→ **TEXT EXTRACT**
Decades: Compiling the Ulitmate Library with Rod Reynolds
This is Decades. It’s a challenge I set myself to assemble the Ultimate Library, a library which began with zero books and was to be filled with nothing but the very best reading recommendations. Which books should be included? What have been the essential reads over the years?
I knew this was not a task I could undertake myself so each week I invite a booklover to join me and I ask them to nominate books which they feel should be added to my Decades Library. There are two rules which govern the selection of their five books:
1 – You may choose any five books
2 – You may only select one book per decade over five consecutive decades
Easy? This week’s guest began his email reply to me with “I can see now why people are getting so mad about this”. This may well be why I am asking my guests to select the books and not taking this challenge on myself!
The Decades Library is also a bookshop as I have set up a store page over at Bookshop.Org. If you fancy reading any of the recommendations made by my Decades curators you can purchase the books through this handy link: https://uk.bookshop.org/lists/grab-this-book-the-decades-library 10% of the cover price goes towards supporting independent booksellers. This is an affiliate link.
This week the Decades curator hat passes to Rod Reynolds. Back in the early days of Grab This Book I was offered the opportunity to read Rod’s first Charlie Yates book. The Dark Inside, which utterly blew me away. Two more books followed in the series and I loved them both. The Guardian described the books as “pitch-perfect American noir” which is a near perfect way to describe how I felt when I read them. Last year Rod released his first novel set in the UK, London based Blood Red City was another terrific page turner and his latest, Black Reed Bay continues to set a high bar for tension and thrills.
You can see all Rod’s books here: https://www.amazon.co.uk/Rod-Reynolds/e/B01BHZGQ5E?ref=sr_ntt_srch_lnk_1&qid=1628926594&sr=8-1
DECADES
1980s – The Neon Rain by James Lee Burke
Burke is arguably the finest prose sytlist in all of crime fiction, writing in a lyrical, poetic and mystical way about violent, damaged and gritty individuals. This is the first in his Robicheaux series, which I think is his best work. Although I can take or leave the titular protagonist, there’s no character I enjoy more in crime fiction than his fearsome partner, Clete Purcel.

→ **RECORDS**
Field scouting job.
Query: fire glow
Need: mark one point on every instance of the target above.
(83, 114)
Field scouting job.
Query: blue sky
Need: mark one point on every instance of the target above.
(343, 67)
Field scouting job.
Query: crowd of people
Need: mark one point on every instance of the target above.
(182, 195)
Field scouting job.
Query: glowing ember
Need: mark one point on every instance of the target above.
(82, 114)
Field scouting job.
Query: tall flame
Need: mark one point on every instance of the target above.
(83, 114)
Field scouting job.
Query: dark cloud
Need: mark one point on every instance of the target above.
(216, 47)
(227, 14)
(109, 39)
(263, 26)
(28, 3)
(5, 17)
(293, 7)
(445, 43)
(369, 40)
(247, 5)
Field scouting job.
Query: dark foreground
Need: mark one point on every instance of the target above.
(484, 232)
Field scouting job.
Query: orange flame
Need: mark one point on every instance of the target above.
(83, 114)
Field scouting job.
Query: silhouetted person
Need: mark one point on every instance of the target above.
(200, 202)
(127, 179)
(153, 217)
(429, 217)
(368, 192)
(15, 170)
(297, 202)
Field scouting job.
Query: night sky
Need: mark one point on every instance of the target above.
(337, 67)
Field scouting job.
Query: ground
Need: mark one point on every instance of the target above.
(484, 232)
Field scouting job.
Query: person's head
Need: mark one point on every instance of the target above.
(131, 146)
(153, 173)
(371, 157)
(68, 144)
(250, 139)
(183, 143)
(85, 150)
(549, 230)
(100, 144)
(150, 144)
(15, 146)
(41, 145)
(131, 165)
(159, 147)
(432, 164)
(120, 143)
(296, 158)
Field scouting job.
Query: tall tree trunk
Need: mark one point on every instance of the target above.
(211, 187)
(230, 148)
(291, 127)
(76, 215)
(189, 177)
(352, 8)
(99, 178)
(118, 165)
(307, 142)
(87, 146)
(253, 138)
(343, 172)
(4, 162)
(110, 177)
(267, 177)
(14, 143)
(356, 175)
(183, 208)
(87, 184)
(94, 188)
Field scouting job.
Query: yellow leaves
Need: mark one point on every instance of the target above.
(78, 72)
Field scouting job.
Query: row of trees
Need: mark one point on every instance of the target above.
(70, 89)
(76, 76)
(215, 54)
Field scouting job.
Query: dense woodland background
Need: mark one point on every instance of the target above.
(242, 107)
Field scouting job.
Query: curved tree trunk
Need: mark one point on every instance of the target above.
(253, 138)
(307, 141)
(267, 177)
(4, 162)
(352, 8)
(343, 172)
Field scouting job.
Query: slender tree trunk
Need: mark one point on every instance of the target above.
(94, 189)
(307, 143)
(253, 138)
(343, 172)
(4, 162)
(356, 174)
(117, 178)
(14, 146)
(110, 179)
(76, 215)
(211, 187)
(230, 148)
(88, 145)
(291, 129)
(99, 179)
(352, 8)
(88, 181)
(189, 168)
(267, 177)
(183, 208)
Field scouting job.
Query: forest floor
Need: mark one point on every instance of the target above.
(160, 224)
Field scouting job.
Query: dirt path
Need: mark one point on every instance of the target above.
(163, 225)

→ **THE REQUEST**
List every book title named in the Decades Library text. Rely only on the Decades Library text for what follows.

→ **RESULT OF THIS TASK**
The Dark Inside
Blood Red City
Black Reed Bay
The Neon Rain